## [TEXTAUSZUG]
Die Bescheide werden aufgehoben.
Das Land Tirol ist schuldig, den beschwerdeführenden Parteien zu Handen ihrer Rechtsvertreter die zu B2894/95 und B1245/96 mit jeweils S 19.800,--, zu B654/96 und B1924/96 mit jeweils S 27.000,--, im übrigen aber mit jeweils S 18.000,-- bestimmten Prozeßkosten binnen 14 Tagen bei sonstigem Zwang zu bezahlen.
Begründung
Entscheidungsgründe:
I. 1. Die Beschwerdeführer meldeten jeweils gemäß §16 Abs1 des Gesetzes vom 6. Juli 1993 über die Raumordnung in Tirol (Tiroler Raumordnungsgesetz 1994), LGBl. 81/1993 (im folgenden: TROG 1994), Wohnungen bzw. Wohnhäuser als Freizeitwohnsitze an. Der Bürgermeister als Behörde I. Instanz stellte in der Folge jeweils mit Bescheid gemäß §16 Abs2 leg.cit. fest, daß die angemeldeten Wohnsitze weiterhin als Freizeitwohnsitze verwendet werden dürften und daß sie zur ganzjährigen Wohnnutzung geeignet seien.
Gegen diese Bescheide brachten die Beschwerdeführer jeweils Berufung ein, in denen sie - zusammengefaßt - die erstinstanzlichen Bescheide im Umfange der Feststellung der Eignung zur ganzjährigen Wohnnutzung bekämpften.

## [VORLIEGENDE ANGABEN]
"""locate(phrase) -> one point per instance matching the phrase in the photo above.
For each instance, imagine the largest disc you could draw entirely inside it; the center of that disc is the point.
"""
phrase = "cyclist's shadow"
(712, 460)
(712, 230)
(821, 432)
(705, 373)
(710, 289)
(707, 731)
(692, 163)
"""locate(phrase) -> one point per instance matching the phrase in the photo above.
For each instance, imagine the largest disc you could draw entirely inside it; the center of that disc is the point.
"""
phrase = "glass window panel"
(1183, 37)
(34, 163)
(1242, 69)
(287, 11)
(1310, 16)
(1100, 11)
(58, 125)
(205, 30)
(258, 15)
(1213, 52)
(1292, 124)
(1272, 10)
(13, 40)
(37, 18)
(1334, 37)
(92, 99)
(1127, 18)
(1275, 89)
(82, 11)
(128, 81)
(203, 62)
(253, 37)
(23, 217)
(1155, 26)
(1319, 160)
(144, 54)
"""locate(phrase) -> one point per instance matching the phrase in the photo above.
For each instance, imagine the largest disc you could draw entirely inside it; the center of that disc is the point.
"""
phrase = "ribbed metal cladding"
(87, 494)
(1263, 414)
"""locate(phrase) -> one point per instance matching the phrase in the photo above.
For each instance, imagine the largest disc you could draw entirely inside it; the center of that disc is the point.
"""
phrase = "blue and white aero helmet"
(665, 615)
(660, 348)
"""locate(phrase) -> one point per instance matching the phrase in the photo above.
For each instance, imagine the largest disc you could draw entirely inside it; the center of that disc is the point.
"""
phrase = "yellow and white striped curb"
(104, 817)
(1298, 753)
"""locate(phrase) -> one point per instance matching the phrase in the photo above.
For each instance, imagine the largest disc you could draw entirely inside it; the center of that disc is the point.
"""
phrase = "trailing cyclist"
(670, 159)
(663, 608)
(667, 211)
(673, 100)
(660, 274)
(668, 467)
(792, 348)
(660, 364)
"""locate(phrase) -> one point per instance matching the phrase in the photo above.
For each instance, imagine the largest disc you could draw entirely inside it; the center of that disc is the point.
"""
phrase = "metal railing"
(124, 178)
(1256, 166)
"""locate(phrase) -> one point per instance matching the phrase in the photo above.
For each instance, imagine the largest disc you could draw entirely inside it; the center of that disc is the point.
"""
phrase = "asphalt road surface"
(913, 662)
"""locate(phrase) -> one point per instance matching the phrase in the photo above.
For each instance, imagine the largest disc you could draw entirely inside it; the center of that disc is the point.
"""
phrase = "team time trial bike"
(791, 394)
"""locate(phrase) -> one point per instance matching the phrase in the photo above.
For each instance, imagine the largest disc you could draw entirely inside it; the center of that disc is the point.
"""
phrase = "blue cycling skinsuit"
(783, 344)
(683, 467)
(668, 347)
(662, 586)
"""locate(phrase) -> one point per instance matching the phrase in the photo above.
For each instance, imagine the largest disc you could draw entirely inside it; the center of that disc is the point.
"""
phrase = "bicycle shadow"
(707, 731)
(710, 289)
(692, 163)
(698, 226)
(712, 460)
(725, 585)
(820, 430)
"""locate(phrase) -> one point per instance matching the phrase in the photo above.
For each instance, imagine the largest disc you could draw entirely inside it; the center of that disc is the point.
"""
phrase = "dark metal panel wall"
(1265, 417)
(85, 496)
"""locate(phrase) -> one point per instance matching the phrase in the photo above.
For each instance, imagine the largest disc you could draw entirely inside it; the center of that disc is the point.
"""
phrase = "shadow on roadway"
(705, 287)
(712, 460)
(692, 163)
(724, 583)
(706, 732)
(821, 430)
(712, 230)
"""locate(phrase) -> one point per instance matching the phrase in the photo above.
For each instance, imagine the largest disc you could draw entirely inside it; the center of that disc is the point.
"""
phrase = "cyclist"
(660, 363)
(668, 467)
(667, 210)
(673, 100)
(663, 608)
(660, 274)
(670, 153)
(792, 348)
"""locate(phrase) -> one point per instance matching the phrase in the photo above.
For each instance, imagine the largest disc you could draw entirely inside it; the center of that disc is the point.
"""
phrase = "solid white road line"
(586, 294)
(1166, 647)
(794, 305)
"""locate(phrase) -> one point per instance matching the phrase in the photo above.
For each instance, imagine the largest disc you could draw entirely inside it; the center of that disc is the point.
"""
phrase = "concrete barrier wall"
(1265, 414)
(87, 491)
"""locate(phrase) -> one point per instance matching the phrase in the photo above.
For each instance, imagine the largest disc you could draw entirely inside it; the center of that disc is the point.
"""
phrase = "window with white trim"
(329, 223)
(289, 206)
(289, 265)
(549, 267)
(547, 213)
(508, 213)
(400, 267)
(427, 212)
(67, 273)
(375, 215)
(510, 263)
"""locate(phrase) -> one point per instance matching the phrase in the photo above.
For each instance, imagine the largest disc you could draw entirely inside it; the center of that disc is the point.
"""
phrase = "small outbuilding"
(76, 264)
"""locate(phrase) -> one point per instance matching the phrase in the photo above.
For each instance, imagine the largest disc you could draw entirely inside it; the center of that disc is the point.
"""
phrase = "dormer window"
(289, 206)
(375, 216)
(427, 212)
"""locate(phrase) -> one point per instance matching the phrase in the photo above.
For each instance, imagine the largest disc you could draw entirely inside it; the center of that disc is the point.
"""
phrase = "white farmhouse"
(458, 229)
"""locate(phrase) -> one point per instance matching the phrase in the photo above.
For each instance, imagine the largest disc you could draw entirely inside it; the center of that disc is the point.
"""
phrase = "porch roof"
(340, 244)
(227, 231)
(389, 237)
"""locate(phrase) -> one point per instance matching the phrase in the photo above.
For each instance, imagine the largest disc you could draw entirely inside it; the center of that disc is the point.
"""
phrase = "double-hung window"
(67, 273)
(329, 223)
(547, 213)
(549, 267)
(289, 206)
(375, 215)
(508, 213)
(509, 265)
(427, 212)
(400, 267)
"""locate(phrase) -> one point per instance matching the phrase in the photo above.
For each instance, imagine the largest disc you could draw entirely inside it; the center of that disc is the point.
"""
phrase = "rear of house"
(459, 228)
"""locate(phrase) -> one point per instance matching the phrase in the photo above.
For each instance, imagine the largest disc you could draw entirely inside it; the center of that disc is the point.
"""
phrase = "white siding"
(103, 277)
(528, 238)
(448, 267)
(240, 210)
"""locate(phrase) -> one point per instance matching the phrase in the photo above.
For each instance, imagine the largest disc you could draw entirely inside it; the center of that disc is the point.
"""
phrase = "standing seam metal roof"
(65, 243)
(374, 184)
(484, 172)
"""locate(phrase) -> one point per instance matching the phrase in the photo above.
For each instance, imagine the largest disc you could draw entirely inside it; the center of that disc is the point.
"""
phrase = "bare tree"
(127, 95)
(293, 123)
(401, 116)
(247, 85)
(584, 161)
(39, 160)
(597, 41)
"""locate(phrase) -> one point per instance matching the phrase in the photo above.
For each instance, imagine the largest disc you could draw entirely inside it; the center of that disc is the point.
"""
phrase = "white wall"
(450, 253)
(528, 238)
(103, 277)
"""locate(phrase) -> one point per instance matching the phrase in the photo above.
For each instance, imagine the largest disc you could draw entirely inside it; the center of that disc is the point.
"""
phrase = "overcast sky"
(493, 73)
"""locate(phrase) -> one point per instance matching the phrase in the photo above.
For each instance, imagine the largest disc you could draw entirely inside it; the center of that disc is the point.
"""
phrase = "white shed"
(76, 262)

## [AUFGABEN UND ÜBUNGEN]
- a) Stimmen die folgenden Aussagen mit dem Textauszug überein? Beantworte jede mit Ja oder Nein und zitiere wörtlich die entscheidenden Worte des Textauszugs.
(i) Die Prozesskosten sind innerhalb von 14 Tagen zu bezahlen.
(ii) Der Bürgermeister stellte fest, dass die angemeldeten Wohnsitze nicht mehr als Freizeitwohnsitze verwendet werden dürfen.
(iii) Mit ihren Berufungen bekämpften die Beschwerdeführer die Feststellung der Eignung zur ganzjährigen Wohnnutzung.
- b) Gib aus dem Textauszug den Abschnitt wortgetreu aus, beginnend mit „Das Land Tirol“ und weiter bis einschließlich „Zwang zu bezahlen.“.

## [VOLLSTÄNDIGE LÖSUNGEN]
- a)
(i) Ja: „binnen 14 Tagen bei sonstigem Zwang zu bezahlen“
(ii) Nein: „daß die angemeldeten Wohnsitze weiterhin als Freizeitwohnsitze verwendet werden dürften“
(iii) Ja: „die erstinstanzlichen Bescheide im Umfange der Feststellung der Eignung zur ganzjährigen Wohnnutzung bekämpften“

- b)
Das Land Tirol ist schuldig, den beschwerdeführenden Parteien zu Handen ihrer Rechtsvertreter die zu B2894/95 und B1245/96 mit jeweils S 19.800,--, zu B654/96 und B1924/96 mit jeweils S 27.000,--, im übrigen aber mit jeweils S 18.000,-- bestimmten Prozeßkosten binnen 14 Tagen bei sonstigem Zwang zu bezahlen.